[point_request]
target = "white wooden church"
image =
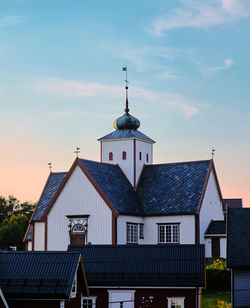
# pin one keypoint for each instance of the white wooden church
(126, 199)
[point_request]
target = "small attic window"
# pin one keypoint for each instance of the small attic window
(124, 155)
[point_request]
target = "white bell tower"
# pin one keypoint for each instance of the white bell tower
(127, 147)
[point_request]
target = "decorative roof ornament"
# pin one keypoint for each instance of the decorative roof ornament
(127, 121)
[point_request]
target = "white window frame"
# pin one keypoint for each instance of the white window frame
(141, 231)
(166, 230)
(92, 298)
(181, 299)
(74, 287)
(132, 233)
******************************
## Task description
Your task is to repeat the data above exactly while excluding the pictures.

## Answer in full
[point_request]
target = "white wooden church"
image =
# pin one keypoint for each instance of the white wooden church
(126, 199)
[point_request]
target = "small attic window"
# pin one keypoint for each instance of the small attic window
(124, 155)
[point_request]
target = "white bell tower"
# pin one keypoint for each instance of the white bell tower
(127, 147)
[point_request]
target = "decorative roof ornament"
# pin one keypoint for each instance of the decorative roof ornament
(127, 121)
[point_request]
target = "white window frame"
# pin one keypoint for each instance of the white window frame
(141, 231)
(166, 230)
(92, 298)
(181, 299)
(74, 287)
(132, 233)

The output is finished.